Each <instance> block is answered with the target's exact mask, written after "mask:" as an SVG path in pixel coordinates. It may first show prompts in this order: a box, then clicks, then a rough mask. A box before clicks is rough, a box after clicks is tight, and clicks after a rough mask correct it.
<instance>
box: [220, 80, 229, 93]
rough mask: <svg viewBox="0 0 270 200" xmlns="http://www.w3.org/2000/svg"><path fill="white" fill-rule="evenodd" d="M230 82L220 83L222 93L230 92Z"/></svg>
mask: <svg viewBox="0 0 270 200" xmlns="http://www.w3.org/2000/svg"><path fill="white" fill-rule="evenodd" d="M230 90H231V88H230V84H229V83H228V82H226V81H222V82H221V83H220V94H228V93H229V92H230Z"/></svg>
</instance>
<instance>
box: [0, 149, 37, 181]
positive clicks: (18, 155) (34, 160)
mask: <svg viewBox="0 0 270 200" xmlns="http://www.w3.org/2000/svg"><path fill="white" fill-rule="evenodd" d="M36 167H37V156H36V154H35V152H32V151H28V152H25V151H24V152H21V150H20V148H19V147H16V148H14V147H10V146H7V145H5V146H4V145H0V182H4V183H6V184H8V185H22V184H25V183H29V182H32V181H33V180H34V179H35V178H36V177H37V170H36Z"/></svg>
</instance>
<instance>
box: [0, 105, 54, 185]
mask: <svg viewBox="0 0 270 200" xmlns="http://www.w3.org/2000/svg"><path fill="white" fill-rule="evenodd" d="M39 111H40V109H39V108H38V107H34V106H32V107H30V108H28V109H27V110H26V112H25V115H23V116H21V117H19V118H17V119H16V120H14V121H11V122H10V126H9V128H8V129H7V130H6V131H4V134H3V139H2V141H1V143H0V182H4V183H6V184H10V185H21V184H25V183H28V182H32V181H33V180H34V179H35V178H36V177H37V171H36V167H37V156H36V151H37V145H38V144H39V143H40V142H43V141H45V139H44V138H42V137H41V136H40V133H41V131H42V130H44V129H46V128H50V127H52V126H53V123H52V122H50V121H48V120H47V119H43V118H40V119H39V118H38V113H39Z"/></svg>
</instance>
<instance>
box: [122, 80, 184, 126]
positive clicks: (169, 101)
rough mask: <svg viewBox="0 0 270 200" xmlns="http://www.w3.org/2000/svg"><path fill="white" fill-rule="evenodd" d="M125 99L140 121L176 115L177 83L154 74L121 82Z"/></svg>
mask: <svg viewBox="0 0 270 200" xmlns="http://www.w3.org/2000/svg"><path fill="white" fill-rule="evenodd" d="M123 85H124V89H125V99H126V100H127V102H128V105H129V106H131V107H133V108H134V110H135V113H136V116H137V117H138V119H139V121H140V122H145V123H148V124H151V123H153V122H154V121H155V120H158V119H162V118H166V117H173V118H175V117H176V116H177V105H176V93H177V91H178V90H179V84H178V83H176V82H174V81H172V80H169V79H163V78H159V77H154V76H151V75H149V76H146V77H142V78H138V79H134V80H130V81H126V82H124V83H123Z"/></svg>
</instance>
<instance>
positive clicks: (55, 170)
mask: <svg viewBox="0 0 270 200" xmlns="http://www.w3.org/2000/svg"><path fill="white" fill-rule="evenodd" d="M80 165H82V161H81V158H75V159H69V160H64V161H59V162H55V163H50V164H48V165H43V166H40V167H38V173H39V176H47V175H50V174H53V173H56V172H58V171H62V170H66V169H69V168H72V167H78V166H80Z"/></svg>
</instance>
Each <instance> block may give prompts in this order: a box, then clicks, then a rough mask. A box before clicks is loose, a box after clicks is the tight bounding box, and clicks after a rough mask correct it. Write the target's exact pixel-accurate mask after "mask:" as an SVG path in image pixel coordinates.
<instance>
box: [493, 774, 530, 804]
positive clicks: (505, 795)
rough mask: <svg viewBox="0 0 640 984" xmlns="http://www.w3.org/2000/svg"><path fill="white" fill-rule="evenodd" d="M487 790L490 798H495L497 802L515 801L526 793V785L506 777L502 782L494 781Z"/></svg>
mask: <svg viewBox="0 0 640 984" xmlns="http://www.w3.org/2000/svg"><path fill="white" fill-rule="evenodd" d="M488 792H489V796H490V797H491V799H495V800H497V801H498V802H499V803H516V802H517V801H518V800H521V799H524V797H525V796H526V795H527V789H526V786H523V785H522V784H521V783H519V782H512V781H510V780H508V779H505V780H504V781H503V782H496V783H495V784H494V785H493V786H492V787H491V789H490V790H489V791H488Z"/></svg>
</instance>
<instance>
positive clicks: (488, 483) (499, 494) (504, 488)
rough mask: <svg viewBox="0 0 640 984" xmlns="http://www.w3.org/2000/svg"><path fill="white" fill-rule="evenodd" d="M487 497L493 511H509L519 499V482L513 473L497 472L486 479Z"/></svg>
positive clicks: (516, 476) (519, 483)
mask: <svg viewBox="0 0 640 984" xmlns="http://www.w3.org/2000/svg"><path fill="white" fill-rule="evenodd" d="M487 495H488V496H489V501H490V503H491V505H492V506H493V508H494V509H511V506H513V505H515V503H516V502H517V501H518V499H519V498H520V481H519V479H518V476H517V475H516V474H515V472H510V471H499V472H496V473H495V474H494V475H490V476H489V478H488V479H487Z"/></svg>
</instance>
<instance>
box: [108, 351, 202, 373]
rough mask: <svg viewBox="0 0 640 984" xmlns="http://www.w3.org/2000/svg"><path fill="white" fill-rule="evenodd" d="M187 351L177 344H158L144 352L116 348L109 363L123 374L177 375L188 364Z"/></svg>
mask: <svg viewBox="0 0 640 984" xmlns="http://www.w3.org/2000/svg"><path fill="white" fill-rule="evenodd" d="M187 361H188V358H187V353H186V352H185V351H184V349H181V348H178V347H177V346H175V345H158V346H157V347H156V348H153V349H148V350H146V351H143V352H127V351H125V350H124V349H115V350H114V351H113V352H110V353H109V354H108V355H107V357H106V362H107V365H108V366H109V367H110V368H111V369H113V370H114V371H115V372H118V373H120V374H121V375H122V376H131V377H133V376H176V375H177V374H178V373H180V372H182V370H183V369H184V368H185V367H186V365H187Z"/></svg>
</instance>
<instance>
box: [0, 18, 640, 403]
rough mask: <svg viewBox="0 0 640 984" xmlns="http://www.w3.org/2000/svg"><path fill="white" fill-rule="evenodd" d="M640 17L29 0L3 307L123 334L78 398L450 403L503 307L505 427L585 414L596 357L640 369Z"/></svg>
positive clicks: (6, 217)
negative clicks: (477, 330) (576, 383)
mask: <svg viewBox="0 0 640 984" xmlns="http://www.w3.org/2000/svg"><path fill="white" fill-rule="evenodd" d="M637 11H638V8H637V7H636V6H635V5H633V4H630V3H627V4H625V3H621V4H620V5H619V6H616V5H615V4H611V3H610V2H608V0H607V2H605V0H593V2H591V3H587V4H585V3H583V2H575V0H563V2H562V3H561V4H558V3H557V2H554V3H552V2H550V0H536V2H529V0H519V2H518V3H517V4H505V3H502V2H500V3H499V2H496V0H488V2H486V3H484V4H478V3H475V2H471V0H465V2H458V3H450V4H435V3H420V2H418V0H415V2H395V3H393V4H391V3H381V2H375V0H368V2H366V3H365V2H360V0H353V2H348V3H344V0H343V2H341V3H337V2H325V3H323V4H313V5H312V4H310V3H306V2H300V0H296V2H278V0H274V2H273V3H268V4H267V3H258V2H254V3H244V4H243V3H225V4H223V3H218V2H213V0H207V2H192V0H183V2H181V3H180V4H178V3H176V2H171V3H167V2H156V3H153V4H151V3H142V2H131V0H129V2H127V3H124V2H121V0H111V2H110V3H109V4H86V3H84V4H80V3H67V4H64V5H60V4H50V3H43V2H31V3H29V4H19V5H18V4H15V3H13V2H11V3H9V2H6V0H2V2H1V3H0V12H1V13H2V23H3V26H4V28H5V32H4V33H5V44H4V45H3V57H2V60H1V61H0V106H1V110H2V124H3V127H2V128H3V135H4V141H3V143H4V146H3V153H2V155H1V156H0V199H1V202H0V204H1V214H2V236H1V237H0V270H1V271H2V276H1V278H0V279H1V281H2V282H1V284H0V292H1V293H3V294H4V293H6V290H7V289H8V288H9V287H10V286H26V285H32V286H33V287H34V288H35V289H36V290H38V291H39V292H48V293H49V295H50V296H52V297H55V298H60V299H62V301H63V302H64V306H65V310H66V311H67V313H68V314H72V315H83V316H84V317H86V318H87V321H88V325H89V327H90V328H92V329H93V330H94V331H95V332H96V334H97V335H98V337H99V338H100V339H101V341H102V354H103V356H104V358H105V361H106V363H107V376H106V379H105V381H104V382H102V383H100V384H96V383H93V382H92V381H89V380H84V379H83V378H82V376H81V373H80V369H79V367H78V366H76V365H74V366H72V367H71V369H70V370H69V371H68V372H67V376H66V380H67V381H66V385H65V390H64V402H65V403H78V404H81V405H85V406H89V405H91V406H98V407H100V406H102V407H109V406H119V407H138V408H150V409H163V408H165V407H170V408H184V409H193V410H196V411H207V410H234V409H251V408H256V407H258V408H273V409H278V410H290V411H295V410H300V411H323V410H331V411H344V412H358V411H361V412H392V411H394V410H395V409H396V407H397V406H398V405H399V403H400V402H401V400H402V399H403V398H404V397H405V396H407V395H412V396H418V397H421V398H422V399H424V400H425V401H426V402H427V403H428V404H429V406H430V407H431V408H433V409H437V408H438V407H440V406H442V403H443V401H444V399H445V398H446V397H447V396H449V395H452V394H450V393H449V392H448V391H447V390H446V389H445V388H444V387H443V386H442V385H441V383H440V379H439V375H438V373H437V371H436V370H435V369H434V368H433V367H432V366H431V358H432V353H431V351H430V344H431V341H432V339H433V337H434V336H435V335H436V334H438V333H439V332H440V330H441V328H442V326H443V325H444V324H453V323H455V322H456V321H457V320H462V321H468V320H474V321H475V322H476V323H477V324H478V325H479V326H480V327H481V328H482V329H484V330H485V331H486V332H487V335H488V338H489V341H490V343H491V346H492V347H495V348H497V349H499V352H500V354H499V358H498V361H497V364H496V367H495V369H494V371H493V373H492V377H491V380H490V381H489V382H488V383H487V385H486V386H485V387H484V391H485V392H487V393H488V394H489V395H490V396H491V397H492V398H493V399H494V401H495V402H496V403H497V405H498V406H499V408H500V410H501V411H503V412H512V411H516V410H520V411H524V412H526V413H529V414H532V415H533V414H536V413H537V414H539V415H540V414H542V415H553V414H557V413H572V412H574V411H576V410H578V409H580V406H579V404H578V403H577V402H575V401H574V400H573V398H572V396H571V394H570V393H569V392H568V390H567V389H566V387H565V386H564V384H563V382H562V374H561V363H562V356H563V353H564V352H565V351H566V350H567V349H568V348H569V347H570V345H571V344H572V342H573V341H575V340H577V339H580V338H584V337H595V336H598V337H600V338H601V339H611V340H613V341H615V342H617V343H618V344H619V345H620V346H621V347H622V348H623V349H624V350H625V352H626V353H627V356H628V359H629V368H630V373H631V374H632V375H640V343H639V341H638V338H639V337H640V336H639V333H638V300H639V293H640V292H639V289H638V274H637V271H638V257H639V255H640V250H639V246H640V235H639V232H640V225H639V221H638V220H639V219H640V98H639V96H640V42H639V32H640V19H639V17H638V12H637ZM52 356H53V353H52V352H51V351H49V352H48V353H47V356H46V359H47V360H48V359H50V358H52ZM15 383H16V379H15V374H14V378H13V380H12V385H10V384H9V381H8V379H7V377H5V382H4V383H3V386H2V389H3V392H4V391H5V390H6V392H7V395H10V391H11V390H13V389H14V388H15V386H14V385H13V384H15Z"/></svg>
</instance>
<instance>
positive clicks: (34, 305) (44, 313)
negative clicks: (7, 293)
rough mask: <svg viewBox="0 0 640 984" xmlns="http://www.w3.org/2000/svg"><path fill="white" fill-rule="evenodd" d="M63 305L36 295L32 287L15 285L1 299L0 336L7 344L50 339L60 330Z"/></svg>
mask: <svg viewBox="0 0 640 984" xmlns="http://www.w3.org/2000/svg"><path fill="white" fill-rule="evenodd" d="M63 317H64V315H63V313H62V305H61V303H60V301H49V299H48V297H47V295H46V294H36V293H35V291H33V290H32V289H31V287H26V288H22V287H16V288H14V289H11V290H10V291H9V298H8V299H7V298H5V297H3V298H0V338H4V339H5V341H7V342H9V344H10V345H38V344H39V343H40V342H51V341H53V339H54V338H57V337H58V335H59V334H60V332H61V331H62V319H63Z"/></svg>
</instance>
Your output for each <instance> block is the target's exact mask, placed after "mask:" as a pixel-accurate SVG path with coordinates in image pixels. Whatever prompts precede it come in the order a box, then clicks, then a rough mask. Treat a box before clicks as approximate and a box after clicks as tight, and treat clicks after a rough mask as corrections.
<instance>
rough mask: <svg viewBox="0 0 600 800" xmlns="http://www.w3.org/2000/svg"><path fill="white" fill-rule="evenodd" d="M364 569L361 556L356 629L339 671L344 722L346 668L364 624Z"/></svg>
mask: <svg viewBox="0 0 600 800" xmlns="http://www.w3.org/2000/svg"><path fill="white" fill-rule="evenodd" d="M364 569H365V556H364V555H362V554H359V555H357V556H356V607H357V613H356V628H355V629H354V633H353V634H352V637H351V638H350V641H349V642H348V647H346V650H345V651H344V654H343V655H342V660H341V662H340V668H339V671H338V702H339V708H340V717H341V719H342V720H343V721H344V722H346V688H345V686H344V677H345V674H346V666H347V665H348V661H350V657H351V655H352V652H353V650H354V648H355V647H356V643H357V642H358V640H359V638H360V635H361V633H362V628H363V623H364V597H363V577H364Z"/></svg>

Exercise objective: The lines above, starting at the one with "Each <instance> block may" and ending at the one with "positive clicks: (488, 483)", are the only ones to return, exactly as written.

Worked solution:
Each <instance> block may give prompts in this order: a box, then clicks, then a rough mask. A box before clicks is loose, a box after clicks is the tight bounding box, and clicks after a rough mask correct it. Write the target's exact pixel-accurate mask after "mask:" as an SVG path in image pixel coordinates.
<instance>
box: [493, 774, 530, 804]
positive clicks: (505, 795)
rough mask: <svg viewBox="0 0 640 984" xmlns="http://www.w3.org/2000/svg"><path fill="white" fill-rule="evenodd" d="M487 790L490 798H495L497 802L515 801L526 793V785L506 777L502 782L494 781Z"/></svg>
mask: <svg viewBox="0 0 640 984" xmlns="http://www.w3.org/2000/svg"><path fill="white" fill-rule="evenodd" d="M488 792H489V796H490V797H491V799H495V800H497V801H498V802H499V803H516V802H517V801H518V800H521V799H524V797H525V796H526V795H527V789H526V786H523V785H522V784H521V783H519V782H512V781H510V780H508V779H505V780H504V781H503V782H496V783H495V784H494V785H493V786H492V787H491V789H490V790H489V791H488Z"/></svg>
</instance>
<instance>
positive clicks: (488, 483) (499, 494) (504, 488)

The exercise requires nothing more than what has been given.